START PROVIDED MATERIAL

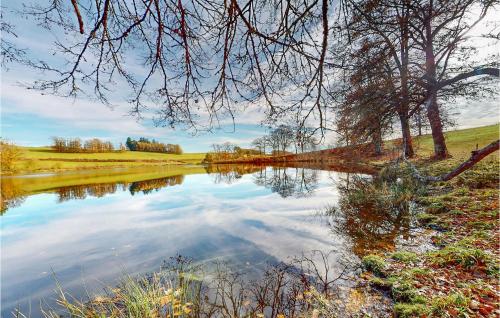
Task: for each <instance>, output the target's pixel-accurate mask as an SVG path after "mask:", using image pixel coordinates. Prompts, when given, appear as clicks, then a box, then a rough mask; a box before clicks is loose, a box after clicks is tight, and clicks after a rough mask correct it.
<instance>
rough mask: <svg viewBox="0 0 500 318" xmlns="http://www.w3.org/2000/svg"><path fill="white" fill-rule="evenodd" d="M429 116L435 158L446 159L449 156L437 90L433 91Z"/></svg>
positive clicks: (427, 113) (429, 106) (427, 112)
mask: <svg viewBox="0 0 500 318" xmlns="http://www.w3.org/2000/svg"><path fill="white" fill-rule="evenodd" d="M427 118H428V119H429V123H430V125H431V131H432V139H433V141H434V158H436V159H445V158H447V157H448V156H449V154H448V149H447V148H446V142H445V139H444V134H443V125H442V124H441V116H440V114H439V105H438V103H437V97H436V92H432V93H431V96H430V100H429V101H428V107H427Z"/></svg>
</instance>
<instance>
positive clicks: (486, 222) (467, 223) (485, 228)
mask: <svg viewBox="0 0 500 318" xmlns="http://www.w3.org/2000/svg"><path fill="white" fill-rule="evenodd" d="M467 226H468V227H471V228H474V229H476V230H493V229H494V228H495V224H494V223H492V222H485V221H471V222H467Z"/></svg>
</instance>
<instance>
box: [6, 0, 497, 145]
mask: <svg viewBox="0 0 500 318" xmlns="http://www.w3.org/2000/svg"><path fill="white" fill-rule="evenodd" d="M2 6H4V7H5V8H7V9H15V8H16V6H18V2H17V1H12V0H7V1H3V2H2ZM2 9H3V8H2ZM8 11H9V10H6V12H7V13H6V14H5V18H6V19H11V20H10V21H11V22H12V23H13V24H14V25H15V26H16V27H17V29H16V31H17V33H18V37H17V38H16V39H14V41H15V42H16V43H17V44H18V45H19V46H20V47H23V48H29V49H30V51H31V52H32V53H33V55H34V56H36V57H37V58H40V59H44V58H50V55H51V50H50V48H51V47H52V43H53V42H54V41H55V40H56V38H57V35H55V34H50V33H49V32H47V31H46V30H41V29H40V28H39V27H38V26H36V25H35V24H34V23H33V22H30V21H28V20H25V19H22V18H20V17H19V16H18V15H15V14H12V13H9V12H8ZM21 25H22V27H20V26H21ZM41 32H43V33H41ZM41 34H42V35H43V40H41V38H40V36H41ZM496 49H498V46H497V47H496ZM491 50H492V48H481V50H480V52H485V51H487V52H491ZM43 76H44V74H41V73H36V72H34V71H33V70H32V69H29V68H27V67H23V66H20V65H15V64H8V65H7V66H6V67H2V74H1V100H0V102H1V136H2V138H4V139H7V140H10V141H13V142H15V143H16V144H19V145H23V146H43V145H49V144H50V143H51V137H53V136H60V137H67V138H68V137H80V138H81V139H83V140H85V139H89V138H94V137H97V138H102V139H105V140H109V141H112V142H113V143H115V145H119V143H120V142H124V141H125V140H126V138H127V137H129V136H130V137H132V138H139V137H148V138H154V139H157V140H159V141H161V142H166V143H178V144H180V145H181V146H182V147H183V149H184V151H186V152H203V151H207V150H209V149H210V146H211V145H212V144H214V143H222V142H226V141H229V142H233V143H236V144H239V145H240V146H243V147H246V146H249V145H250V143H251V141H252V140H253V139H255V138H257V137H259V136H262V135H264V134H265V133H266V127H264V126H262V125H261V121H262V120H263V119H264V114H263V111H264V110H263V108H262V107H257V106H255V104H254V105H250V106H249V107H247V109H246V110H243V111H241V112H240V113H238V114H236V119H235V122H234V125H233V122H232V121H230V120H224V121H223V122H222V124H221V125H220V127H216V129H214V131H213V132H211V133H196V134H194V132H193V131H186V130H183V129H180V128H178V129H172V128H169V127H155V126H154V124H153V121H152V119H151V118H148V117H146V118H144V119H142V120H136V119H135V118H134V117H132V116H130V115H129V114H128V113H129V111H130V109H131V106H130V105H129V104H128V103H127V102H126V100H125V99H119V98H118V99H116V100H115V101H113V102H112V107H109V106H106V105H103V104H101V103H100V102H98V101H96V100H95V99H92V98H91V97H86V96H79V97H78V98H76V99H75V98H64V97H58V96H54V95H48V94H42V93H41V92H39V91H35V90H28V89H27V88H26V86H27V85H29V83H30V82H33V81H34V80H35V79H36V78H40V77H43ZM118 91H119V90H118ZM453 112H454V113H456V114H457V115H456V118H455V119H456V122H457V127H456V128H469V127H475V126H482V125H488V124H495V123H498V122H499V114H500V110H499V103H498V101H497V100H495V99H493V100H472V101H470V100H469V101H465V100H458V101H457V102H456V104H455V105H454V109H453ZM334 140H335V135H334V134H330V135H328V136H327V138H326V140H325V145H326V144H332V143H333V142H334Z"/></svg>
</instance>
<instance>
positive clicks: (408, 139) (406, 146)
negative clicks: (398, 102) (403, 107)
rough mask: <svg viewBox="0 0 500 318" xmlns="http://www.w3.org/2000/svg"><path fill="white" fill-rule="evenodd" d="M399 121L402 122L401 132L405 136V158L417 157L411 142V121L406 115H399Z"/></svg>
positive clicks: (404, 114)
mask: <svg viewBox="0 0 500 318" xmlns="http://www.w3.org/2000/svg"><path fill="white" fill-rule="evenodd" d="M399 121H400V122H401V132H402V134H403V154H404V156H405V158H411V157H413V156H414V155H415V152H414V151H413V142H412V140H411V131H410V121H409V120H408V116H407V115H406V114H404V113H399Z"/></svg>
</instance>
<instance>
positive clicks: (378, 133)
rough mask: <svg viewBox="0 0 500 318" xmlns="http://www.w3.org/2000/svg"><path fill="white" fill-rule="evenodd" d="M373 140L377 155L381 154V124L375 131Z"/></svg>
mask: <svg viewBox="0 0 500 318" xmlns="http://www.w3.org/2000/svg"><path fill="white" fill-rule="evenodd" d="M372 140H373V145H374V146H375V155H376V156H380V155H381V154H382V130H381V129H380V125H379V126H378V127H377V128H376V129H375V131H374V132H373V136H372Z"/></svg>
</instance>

END PROVIDED MATERIAL

• [WHAT THE TASK ASKS]
Images stay out, but the rest of the records must be retyped exactly.

• [FINISHED TASK]
Task: for each <instance>, output the target's pixel-accurate mask as an SVG path after "mask:", using image pixel coordinates. Prompts, when given, appear as clicks, then a box, then a rough mask; a box before clicks is loose, a box after clicks is tight, and clicks after a rough mask correct it.
<instance>
rough mask: <svg viewBox="0 0 500 318" xmlns="http://www.w3.org/2000/svg"><path fill="white" fill-rule="evenodd" d="M429 116L435 158L446 159L449 156L437 90L433 91Z"/></svg>
positive clicks: (427, 113) (429, 106) (427, 112)
mask: <svg viewBox="0 0 500 318" xmlns="http://www.w3.org/2000/svg"><path fill="white" fill-rule="evenodd" d="M427 118H428V119H429V123H430V125H431V131H432V139H433V141H434V158H436V159H445V158H447V157H448V156H449V154H448V149H447V148H446V142H445V139H444V134H443V125H442V124H441V116H440V114H439V105H438V103H437V97H436V92H432V93H431V96H430V100H429V101H428V107H427Z"/></svg>
</instance>
<instance>
positive clicks: (486, 222) (467, 223) (485, 228)
mask: <svg viewBox="0 0 500 318" xmlns="http://www.w3.org/2000/svg"><path fill="white" fill-rule="evenodd" d="M467 226H468V227H471V228H474V229H476V230H493V229H494V228H495V224H494V223H492V222H485V221H471V222H467Z"/></svg>
</instance>
<instance>
box: [6, 0, 497, 145]
mask: <svg viewBox="0 0 500 318" xmlns="http://www.w3.org/2000/svg"><path fill="white" fill-rule="evenodd" d="M2 6H4V7H5V8H7V9H15V8H16V6H18V2H17V1H12V0H7V1H3V2H2ZM2 9H3V8H2ZM8 11H9V10H6V12H7V13H6V14H5V18H6V19H11V20H10V21H11V22H12V23H13V24H14V25H15V26H16V27H17V29H16V31H17V33H18V37H17V38H16V39H14V41H15V42H16V43H17V44H18V45H19V46H20V47H23V48H29V49H30V51H31V52H32V53H33V55H34V56H36V57H37V58H40V59H44V58H50V55H51V50H50V48H51V47H52V43H53V42H54V41H55V40H56V38H57V35H55V34H50V33H49V32H47V31H46V30H41V29H40V28H39V27H38V26H36V25H35V24H34V23H33V22H30V21H28V20H25V19H22V18H20V17H19V16H18V15H15V14H12V13H9V12H8ZM21 25H22V27H20V26H21ZM41 32H43V33H41ZM41 34H42V35H43V40H41V38H40V36H41ZM496 49H498V46H497V47H496ZM491 50H492V48H481V50H480V52H485V51H487V52H491ZM43 76H44V74H41V73H36V72H34V71H33V70H32V69H29V68H27V67H23V66H20V65H15V64H8V65H7V66H6V67H2V74H1V100H0V102H1V136H2V138H4V139H7V140H10V141H13V142H15V143H16V144H19V145H23V146H43V145H49V144H50V143H51V137H53V136H60V137H67V138H68V137H80V138H81V139H83V140H85V139H89V138H94V137H97V138H102V139H105V140H109V141H112V142H113V143H115V145H119V143H120V142H124V141H125V140H126V138H127V137H129V136H130V137H132V138H139V137H148V138H154V139H157V140H159V141H161V142H166V143H178V144H180V145H181V146H182V147H183V149H184V151H186V152H203V151H207V150H209V149H210V146H211V145H212V144H214V143H222V142H226V141H229V142H233V143H236V144H239V145H240V146H243V147H246V146H249V145H250V143H251V141H252V140H253V139H255V138H257V137H259V136H262V135H264V134H265V133H266V127H264V126H262V125H261V121H262V120H263V119H264V114H263V111H264V110H263V108H262V107H257V106H255V104H254V105H250V106H249V107H247V109H246V110H243V111H241V112H240V113H238V114H236V119H235V122H234V125H233V122H232V121H230V120H224V121H223V122H222V124H221V125H220V127H216V129H214V131H213V132H211V133H196V134H194V132H193V131H186V130H183V129H180V128H178V129H172V128H169V127H155V126H154V124H153V121H152V119H151V118H148V117H146V118H144V119H142V120H136V119H135V118H134V117H132V116H130V115H129V114H128V113H129V111H130V109H131V106H130V105H129V104H128V103H127V102H126V100H125V99H119V98H118V99H116V100H115V101H113V102H112V107H109V106H106V105H103V104H101V103H100V102H98V101H96V100H95V99H92V98H91V97H86V96H79V97H78V98H76V99H75V98H64V97H58V96H54V95H48V94H42V93H41V92H39V91H35V90H28V89H27V88H26V86H27V85H29V83H30V82H33V81H34V80H35V79H36V78H40V77H43ZM118 91H119V90H118ZM453 112H454V113H456V114H457V115H456V118H455V119H456V122H457V127H456V128H469V127H475V126H482V125H488V124H495V123H498V122H499V114H500V110H499V103H498V101H497V100H495V99H493V100H472V101H470V100H469V101H465V100H458V101H457V102H456V104H455V105H454V109H453ZM334 140H335V135H334V134H330V135H328V136H327V138H326V140H325V145H326V144H332V143H333V142H334Z"/></svg>
</instance>
<instance>
positive clicks: (408, 139) (406, 146)
negative clicks: (398, 102) (403, 107)
rough mask: <svg viewBox="0 0 500 318" xmlns="http://www.w3.org/2000/svg"><path fill="white" fill-rule="evenodd" d="M399 121L402 122L401 132L405 136V158L417 157L411 142V121L406 115H399Z"/></svg>
positive clicks: (404, 114)
mask: <svg viewBox="0 0 500 318" xmlns="http://www.w3.org/2000/svg"><path fill="white" fill-rule="evenodd" d="M399 121H400V122H401V132H402V134H403V154H404V156H405V158H411V157H413V156H414V155H415V152H414V151H413V142H412V140H411V131H410V121H409V120H408V116H407V115H406V114H404V113H399Z"/></svg>
</instance>
<instance>
positive clicks: (378, 133)
rough mask: <svg viewBox="0 0 500 318" xmlns="http://www.w3.org/2000/svg"><path fill="white" fill-rule="evenodd" d="M373 140L377 155L381 154V124L375 131Z"/></svg>
mask: <svg viewBox="0 0 500 318" xmlns="http://www.w3.org/2000/svg"><path fill="white" fill-rule="evenodd" d="M372 140H373V145H374V146H375V155H376V156H380V155H381V154H382V130H381V129H380V125H379V126H378V127H377V128H376V129H375V131H374V132H373V136H372Z"/></svg>
</instance>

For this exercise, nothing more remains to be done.